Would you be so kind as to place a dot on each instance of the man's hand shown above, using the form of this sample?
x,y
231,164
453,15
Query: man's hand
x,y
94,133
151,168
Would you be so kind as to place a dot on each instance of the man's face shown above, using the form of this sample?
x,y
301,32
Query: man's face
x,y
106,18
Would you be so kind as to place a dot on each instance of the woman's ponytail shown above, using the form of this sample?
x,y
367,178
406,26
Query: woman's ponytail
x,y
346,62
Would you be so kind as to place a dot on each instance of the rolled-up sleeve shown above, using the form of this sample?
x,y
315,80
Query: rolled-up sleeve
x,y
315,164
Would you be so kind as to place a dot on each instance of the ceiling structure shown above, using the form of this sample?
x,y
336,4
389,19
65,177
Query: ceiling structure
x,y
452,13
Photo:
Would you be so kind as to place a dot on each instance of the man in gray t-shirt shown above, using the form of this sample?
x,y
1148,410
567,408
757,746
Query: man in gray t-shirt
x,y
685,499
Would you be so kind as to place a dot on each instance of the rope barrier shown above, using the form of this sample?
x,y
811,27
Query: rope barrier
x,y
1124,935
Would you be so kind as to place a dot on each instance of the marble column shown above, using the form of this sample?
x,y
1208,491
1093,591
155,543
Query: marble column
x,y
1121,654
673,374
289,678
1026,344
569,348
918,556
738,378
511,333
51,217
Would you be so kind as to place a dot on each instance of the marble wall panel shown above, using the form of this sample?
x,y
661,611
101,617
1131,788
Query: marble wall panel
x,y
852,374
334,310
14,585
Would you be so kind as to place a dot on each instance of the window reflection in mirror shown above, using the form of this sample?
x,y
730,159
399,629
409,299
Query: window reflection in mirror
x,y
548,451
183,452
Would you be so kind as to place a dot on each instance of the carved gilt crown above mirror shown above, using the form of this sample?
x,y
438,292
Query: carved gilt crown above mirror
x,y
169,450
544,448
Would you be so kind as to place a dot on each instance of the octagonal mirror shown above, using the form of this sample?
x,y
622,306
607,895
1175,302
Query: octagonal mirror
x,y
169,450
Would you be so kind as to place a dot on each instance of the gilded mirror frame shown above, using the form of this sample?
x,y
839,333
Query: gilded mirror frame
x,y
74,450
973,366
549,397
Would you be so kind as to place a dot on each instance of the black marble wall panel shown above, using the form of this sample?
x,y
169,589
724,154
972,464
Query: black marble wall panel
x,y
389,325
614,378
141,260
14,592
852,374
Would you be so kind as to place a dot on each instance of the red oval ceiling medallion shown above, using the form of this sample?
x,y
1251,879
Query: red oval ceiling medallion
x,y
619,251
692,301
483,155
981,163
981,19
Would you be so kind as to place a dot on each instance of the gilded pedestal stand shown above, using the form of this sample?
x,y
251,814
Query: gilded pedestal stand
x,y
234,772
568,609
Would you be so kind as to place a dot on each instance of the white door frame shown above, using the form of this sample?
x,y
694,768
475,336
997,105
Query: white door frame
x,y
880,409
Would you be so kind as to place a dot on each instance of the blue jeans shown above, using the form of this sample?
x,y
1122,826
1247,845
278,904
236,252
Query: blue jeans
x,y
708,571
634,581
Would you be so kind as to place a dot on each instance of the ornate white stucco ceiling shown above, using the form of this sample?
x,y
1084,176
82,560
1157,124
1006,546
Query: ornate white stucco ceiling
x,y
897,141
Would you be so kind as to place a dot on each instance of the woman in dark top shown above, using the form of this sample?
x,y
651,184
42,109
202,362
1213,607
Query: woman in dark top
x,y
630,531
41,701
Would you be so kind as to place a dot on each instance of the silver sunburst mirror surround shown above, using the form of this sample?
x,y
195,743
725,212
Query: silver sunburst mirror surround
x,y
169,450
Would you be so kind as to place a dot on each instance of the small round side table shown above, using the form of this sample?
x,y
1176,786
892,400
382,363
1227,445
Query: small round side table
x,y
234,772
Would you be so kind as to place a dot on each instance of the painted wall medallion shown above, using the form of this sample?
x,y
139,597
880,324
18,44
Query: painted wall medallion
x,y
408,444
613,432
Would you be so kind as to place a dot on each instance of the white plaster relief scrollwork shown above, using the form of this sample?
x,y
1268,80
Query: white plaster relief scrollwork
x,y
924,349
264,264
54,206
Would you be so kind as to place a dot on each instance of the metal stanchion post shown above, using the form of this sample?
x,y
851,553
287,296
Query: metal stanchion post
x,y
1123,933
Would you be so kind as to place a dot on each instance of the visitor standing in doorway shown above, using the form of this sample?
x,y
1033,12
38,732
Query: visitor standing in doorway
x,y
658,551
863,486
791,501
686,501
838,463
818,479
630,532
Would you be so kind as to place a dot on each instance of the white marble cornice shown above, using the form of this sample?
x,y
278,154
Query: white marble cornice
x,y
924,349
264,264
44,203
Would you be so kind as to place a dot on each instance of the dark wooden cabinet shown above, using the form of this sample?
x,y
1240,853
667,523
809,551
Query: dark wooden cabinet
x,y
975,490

## TASK OBJECTIVE
Return all of the data above verbatim.

## SOLUTION
Would you be so kind as to place a dot on each instance of the man's hand shown above, using the form of this sample?
x,y
231,164
453,15
Query: man's hand
x,y
94,133
151,168
Would you be so kind as to place a dot on each instance of the man's face shown above, using the form of this sample?
x,y
301,32
Query: man's face
x,y
106,18
Would you be so kind as to place a dot on each instance of the woman's ponytail shown above, using the form of this sample?
x,y
367,178
406,26
Query: woman's ponytail
x,y
346,62
Would you be so kind as to place a dot on each instance of the rolled-up sleeve shown above, using the form of this sample?
x,y
315,80
Query: rolled-up sleeve
x,y
315,164
Would you be so kind as to place a dot on each instance of the ceiling structure shown above, using the form of this sample?
x,y
336,4
389,19
65,177
Query: ceiling structure
x,y
452,13
Photo:
Would you be so kind as to place a dot on each instance of the man in gray t-shirt shown above, using the form of this sample?
x,y
1148,410
567,408
757,746
Query: man in gray t-shirt
x,y
685,499
Would you be so kind as to place a dot on each instance of the rope barrier shown above, using the form of this sample?
x,y
811,27
Query: rope barrier
x,y
1124,935
Would you be so kind as to place a dot on each instance of the marble column shown above, using the form of this sample?
x,y
1208,491
1093,591
155,543
Query: marble column
x,y
1121,654
673,374
289,678
1026,344
569,348
918,556
738,378
511,333
51,217
Would you be so kind as to place a dot on each instance of the marble wall panel shown above, using the form of this sample?
x,y
661,611
101,617
1131,788
Query: marble wall panel
x,y
852,374
334,310
14,585
Would you be so kind as to place a dot on each instance of the window reflection in mirror shown above, using the form of this sample?
x,y
730,159
399,629
409,299
Query: window reflection in mirror
x,y
548,451
183,452
Would you be so kind as to place a dot on each instance of the carved gilt crown above mirror shown above, using the form of this sample?
x,y
438,292
Query: carved gilt crown above mirror
x,y
169,450
544,448
Would you be so kind as to place a dot on each instance of the octagonal mirror shown above, using the form of this sample?
x,y
622,306
607,895
1175,302
Query: octagonal mirror
x,y
169,450
Would you be so kind as to place a dot on each instance of the gilded mirror frame shown above, using the form of this sample?
x,y
839,333
Query: gilded mirror frame
x,y
74,450
973,366
549,397
Would you be so kind as to place a dot on each instance of the black marble wall panel shown above, using the form of this sample?
x,y
169,589
724,154
972,464
Query: black marble wall panel
x,y
389,325
614,378
141,260
14,592
852,374
Would you be so kind as to place a dot on each instance of the red oval ceiling medallion shown above, using the form of this sample?
x,y
1251,879
Query: red oval ceiling medallion
x,y
619,251
692,301
483,155
981,163
981,19
Would you be so kind as to place a dot on each instance of the gilded pedestal stand shown above, using the form of this sample?
x,y
251,814
Query: gilded pedestal stand
x,y
234,772
568,609
Would you be so kind as to place a dot on each instance of the white door frame shown above, using the form of this sample?
x,y
694,768
475,336
997,105
Query: white door frame
x,y
880,409
Would you be so kind as to place a dot on each instance of the blue jeans shown above, using the form of this sample?
x,y
1122,826
1247,845
278,904
236,252
Query: blue jeans
x,y
708,571
634,581
Would you be so kind as to place a dot on each instance of the ornate white stucco ceiling shown above, using the form of this sample?
x,y
1084,176
82,560
1157,124
1006,546
Query: ornate white stucco ceiling
x,y
897,141
Would you be so kind as to place a dot on each instance of the woman in dark top shown above, using the form of this sample?
x,y
651,184
42,109
202,362
1213,607
Query: woman in dark top
x,y
630,531
41,701
Would you be so kind as to place a dot on each instance of the silver sunburst mirror surround shown above, using the form of this sample?
x,y
195,743
725,212
Query: silver sunburst mirror surround
x,y
169,450
Would you be so kind as to place a dot on each instance of the small round side table shown above, using the form of this sample?
x,y
1176,786
892,400
382,363
1227,445
Query: small round side table
x,y
234,772
Would you be so kind as to place a dot on each instance of the painted wall medallion shown above, using the form of this sample?
x,y
139,597
880,324
18,44
Query: painted wall medallion
x,y
408,444
613,432
Would you be so kind as to place a dot on each instance of the white plaster relief scrollwork shown above, using the form of this sample?
x,y
1268,80
Query: white plaster relief scrollwork
x,y
924,349
264,264
54,206
Would you be so kind as to place a dot on each instance of the metal stanchion post shown above, using the form of this sample?
x,y
851,553
287,296
Query: metal stanchion post
x,y
1123,933
Would you be so kind as to place a dot on each instance of the visitor standing in doorway shown above, using the form of this sample?
x,y
1033,12
38,732
Query: visitor standing in doorway
x,y
658,551
863,486
791,501
686,501
838,463
818,479
630,532
Would you be so kind as to place a dot on each instance of the white marble cornice shown above, using the form of this sample?
x,y
278,154
Query: white marble cornice
x,y
924,349
264,264
44,203
Would you be so kind as to place a dot on each instance of the dark wooden cabinet shown above, using the form of this sample?
x,y
1240,853
667,523
809,551
Query: dark wooden cabinet
x,y
975,490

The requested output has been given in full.